Goal - Reproduce every line of the data below word for word, without changing anything.

Records for the task -

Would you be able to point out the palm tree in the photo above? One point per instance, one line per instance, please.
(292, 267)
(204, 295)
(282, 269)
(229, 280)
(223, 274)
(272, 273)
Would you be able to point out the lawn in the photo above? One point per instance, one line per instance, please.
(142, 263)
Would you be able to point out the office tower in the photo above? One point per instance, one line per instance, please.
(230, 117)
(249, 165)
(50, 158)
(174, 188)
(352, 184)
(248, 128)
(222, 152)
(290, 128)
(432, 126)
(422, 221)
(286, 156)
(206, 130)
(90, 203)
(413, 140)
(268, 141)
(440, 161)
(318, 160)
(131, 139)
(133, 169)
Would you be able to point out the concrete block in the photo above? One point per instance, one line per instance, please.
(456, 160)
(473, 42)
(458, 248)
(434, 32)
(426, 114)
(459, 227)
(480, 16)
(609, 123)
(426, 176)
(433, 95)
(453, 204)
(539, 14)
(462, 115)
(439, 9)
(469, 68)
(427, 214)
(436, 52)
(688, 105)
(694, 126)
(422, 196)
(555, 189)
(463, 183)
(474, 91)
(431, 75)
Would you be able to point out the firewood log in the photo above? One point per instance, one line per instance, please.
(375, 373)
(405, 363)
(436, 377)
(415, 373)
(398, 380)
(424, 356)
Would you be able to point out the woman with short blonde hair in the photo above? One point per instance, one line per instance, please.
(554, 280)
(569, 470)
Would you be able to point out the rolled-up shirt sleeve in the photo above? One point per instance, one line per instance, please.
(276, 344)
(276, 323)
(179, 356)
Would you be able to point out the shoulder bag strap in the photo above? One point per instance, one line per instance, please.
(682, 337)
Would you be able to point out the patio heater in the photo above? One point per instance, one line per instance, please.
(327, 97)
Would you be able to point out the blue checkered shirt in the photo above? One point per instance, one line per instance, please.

Exercise solution -
Would you be able to point out the palm tree in the photo above? One point per instance, one line per instance, please.
(292, 267)
(204, 295)
(282, 269)
(229, 280)
(223, 274)
(272, 273)
Would you be able to point out the lawn in the photo above? One point per instance, one line per instance, please.
(142, 263)
Would you be able to point out the office tower in the photo above? One point per instance, one line per instance, please.
(230, 117)
(249, 165)
(50, 158)
(174, 188)
(352, 184)
(248, 128)
(222, 152)
(290, 128)
(432, 126)
(422, 221)
(286, 156)
(206, 130)
(90, 203)
(413, 140)
(268, 141)
(440, 161)
(318, 160)
(131, 139)
(133, 169)
Would you be able to point out the concrete block in the photo above? One point per instance, one line per instance, please.
(456, 160)
(473, 42)
(458, 248)
(434, 32)
(426, 114)
(459, 227)
(480, 16)
(609, 123)
(426, 176)
(433, 95)
(453, 204)
(539, 14)
(462, 115)
(439, 9)
(469, 68)
(427, 214)
(436, 52)
(688, 105)
(694, 126)
(422, 196)
(555, 189)
(463, 183)
(474, 91)
(431, 75)
Would you be able to point out the firewood log in the photo above? One point per instance, one line per instance, please.
(375, 373)
(405, 363)
(436, 377)
(415, 373)
(398, 380)
(424, 356)
Would you be able to point out the woman with short blonde hair in the photo above? One point per instance, one line per instance, please.
(554, 280)
(569, 470)
Would you be able to point out the rolled-up shirt sleeve in the photo above? One point per instance, one line per instance, please.
(276, 344)
(276, 323)
(179, 356)
Would you be able to point out the shoulder bag strap in the photo above? One point per instance, one line per instance, please.
(682, 337)
Would you be able to point out the patio heater in the photo above? One point per instance, one line per instance, please.
(327, 97)
Would you be able to point out the blue checkered shirt in the photo above? One point per instance, one line per instance, please.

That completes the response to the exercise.